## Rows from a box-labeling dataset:
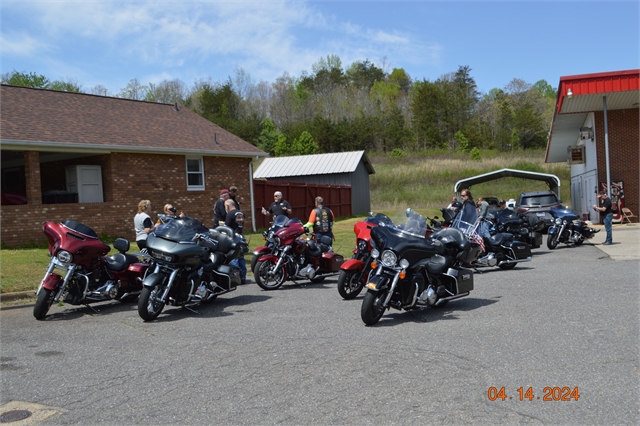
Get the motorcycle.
[547,208,600,250]
[470,218,532,270]
[33,220,148,320]
[338,213,393,300]
[360,206,480,325]
[490,213,545,249]
[251,214,290,271]
[253,219,344,290]
[138,216,248,321]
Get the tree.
[118,78,149,101]
[258,118,280,155]
[2,70,50,89]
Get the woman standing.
[133,200,156,250]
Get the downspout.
[602,96,611,198]
[249,156,258,232]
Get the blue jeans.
[604,213,613,244]
[229,256,247,280]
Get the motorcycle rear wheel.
[360,291,386,325]
[138,286,164,321]
[498,262,518,271]
[338,271,364,300]
[253,260,284,290]
[33,287,53,320]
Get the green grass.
[0,150,571,293]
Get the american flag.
[471,231,484,253]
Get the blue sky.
[0,0,640,94]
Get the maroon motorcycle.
[33,220,149,320]
[253,219,344,290]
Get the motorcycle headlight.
[380,250,398,266]
[56,250,73,263]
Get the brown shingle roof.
[0,84,266,156]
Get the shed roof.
[253,151,375,179]
[545,70,640,163]
[0,84,267,157]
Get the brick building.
[546,70,640,223]
[0,85,267,246]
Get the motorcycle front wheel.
[253,260,284,290]
[138,286,164,321]
[33,287,53,320]
[338,271,364,300]
[360,291,386,325]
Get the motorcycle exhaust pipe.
[498,256,532,265]
[436,291,471,306]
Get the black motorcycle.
[360,203,480,325]
[490,210,545,249]
[138,216,248,321]
[547,208,600,250]
[470,218,532,270]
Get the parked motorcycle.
[360,206,480,325]
[338,213,393,300]
[490,213,545,249]
[470,218,532,270]
[547,208,600,250]
[33,220,148,320]
[253,219,344,290]
[251,214,290,271]
[138,216,248,321]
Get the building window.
[187,157,204,191]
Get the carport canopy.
[453,169,560,199]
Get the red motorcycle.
[253,219,344,290]
[338,213,393,300]
[33,220,149,320]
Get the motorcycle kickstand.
[84,304,100,315]
[182,305,201,315]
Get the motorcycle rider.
[224,199,247,284]
[304,197,335,241]
[262,191,292,217]
[213,189,229,228]
[593,191,613,246]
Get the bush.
[469,147,482,161]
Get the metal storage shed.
[253,151,375,215]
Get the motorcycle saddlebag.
[445,268,473,295]
[322,251,344,272]
[505,240,531,259]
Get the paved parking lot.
[0,235,640,425]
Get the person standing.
[224,199,247,284]
[133,200,156,250]
[304,197,335,241]
[262,191,292,217]
[229,185,244,210]
[593,191,613,246]
[213,189,229,228]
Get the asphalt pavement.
[0,231,640,426]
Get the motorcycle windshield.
[451,203,478,234]
[154,217,209,241]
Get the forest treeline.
[2,55,556,156]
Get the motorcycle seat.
[105,253,138,271]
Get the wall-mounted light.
[580,127,593,140]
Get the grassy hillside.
[369,150,571,211]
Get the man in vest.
[304,197,334,241]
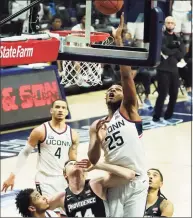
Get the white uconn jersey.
[37,122,72,176]
[102,110,146,175]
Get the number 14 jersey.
[102,110,146,175]
[37,122,72,176]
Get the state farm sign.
[0,45,34,58]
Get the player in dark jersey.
[15,188,58,217]
[49,160,135,217]
[145,168,174,217]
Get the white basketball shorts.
[108,179,149,217]
[35,172,68,213]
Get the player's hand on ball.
[96,120,107,142]
[1,175,15,192]
[112,13,124,39]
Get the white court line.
[174,112,192,116]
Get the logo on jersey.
[66,195,73,201]
[48,135,54,139]
[68,197,96,212]
[107,120,125,133]
[46,137,71,147]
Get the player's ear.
[28,206,36,212]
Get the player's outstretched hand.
[1,174,15,192]
[112,13,124,39]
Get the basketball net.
[60,32,114,87]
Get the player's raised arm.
[2,125,45,192]
[48,192,65,210]
[68,129,79,160]
[88,120,106,165]
[113,14,140,121]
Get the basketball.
[94,0,123,15]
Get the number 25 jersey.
[102,110,147,176]
[37,122,72,176]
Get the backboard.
[58,0,163,67]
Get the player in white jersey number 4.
[2,100,79,214]
[88,14,148,217]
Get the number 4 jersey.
[37,122,72,176]
[102,110,147,175]
[64,180,109,217]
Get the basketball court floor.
[1,91,192,217]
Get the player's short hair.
[51,99,66,108]
[15,188,34,217]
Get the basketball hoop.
[53,30,114,87]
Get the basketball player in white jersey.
[15,188,58,217]
[2,100,79,214]
[49,160,135,217]
[88,14,148,217]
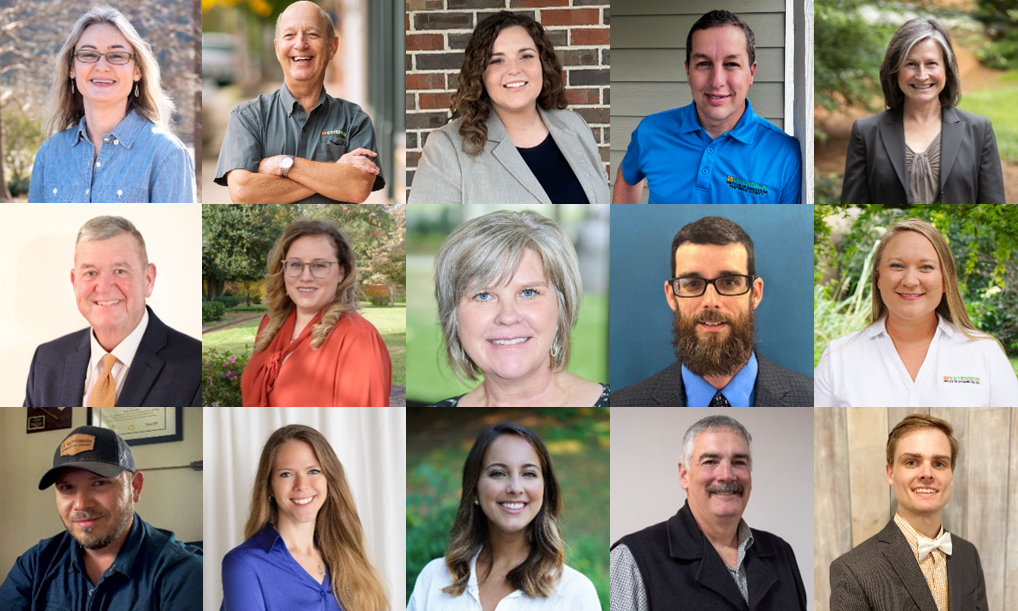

## Exercise aim:
Rewrite the part of the rows that opens with the line containing "Get the white basketball shorts." and runs to the end of the rows, changing every "jersey" to "shirt" and leaving all else as it is. Return only that part, without the pictures.

## Task output:
Get the white basketball shorts.
[108,179,149,217]
[35,172,68,213]
Get the player's hand on ball.
[96,120,107,142]
[1,175,15,192]
[112,13,124,39]
Get the white court line.
[174,112,192,116]
Get the logo on shirt.
[66,195,73,201]
[48,135,54,139]
[68,197,96,212]
[107,120,125,133]
[46,137,71,147]
Get the player's ear.
[28,206,36,212]
Get the player's outstretched hand.
[1,174,15,192]
[112,13,124,39]
Get the basketball net.
[60,32,114,87]
Get the player's raised arm.
[2,125,45,192]
[48,192,65,210]
[68,129,79,160]
[88,120,106,165]
[113,14,140,121]
Get the basketball.
[94,0,123,15]
Get the number 25 shirt.
[102,110,147,176]
[37,122,72,176]
Get the backboard.
[58,0,163,67]
Get the player in white shirt number 4.
[2,100,79,214]
[88,14,148,217]
Get the number 4 shirt.
[37,122,72,176]
[102,110,147,175]
[64,180,109,217]
Get the basketball court floor.
[1,91,192,217]
Get the player's short hair.
[51,99,66,108]
[15,188,34,217]
Get the basketball hoop.
[53,30,114,87]
Get the basketball player in white shirt.
[15,188,58,217]
[2,100,79,214]
[49,160,135,217]
[88,14,148,217]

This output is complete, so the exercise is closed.